AIM OF THE EXERCISE:
Restate word for word the lines from the one containing "Would you kindly locate the league" through the end of the listing below, with both ends included.

(A block of data)
★ ★ ★ ★ ★

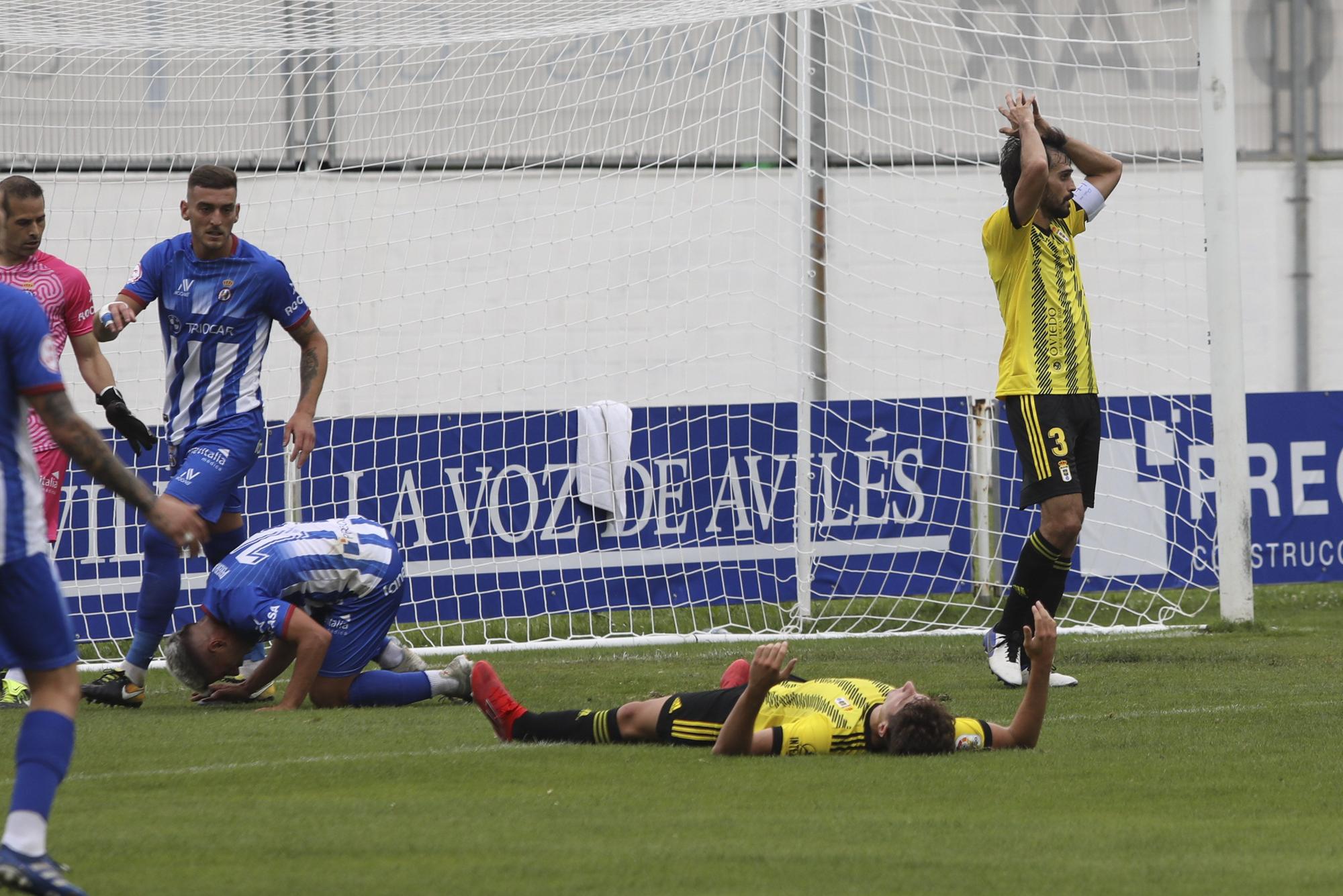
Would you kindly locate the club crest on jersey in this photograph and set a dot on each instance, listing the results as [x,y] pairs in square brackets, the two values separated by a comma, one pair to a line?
[49,354]
[969,742]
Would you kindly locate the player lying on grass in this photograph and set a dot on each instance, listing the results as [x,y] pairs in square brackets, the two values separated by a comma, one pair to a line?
[327,593]
[773,715]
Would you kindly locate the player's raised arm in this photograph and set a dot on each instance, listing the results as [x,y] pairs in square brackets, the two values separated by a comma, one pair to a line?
[174,518]
[312,375]
[1020,113]
[97,375]
[738,736]
[1025,726]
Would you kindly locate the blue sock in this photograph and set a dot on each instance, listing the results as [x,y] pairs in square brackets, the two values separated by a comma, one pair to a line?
[159,588]
[41,760]
[382,689]
[221,545]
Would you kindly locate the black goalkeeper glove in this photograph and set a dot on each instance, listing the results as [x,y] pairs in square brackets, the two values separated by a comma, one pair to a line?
[124,421]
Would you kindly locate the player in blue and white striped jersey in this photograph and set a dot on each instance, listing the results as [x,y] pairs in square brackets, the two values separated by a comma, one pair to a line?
[327,593]
[218,297]
[36,632]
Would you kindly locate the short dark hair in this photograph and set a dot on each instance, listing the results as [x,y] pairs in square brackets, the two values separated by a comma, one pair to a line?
[1009,160]
[922,729]
[19,187]
[213,177]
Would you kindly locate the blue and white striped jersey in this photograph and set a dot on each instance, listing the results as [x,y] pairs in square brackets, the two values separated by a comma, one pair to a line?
[30,364]
[216,319]
[332,564]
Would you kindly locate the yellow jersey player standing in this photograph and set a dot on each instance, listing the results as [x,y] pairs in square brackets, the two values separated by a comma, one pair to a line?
[1046,375]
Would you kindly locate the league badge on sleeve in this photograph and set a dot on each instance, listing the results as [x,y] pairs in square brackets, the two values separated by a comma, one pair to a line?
[49,354]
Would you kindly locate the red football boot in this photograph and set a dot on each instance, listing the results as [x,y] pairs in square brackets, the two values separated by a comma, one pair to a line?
[495,701]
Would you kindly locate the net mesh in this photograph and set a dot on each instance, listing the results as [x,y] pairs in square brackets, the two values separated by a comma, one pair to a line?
[755,226]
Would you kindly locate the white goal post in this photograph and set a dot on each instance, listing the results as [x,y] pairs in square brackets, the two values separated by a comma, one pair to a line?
[722,259]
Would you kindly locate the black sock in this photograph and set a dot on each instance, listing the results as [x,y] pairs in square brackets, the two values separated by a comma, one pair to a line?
[569,726]
[1033,581]
[1054,595]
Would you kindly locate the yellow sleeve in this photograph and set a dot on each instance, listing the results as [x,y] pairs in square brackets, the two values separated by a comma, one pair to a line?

★ ★ ★ ★ ★

RESULT FOR THIS EXERCISE:
Would you kindly locate the league badge on sleeve in this photograph and set a dot on each instance, listing the results as [x,y] pairs in square brackets, the two values separated by a comma, one pair to a line?
[49,354]
Would you kindly locate the red football boot in this photograph and set a dot on each instance, listing the results as [x,y] pairs in square brackets, the two values separated by a comma, one pair to a line?
[495,701]
Would you kindly locate the net mesh in this photograph and set a dot on each instance, listing the results as [x,y] pairs in square brackets, the two values separated by a comma, one pair to a line?
[755,226]
Would you kindly locate the white goal post in this photograph and set a dot on each instance, listing the results as [x,y] pairs in square brackets, the two values separated by a comma, one pair to a line?
[722,259]
Would you kindly locate the black sock in this photograph and set a dot on each instance, listing the results as [x,y] pairs in square brackets, the two values separated by a comma, one pair to a line?
[569,726]
[1033,581]
[1054,595]
Would you kindly locate the yellow sleeve in this photograph and set a dot on each instance, listing the results as [x,y] pairs in square brackets, the two values separated by a comma, one pair to a line?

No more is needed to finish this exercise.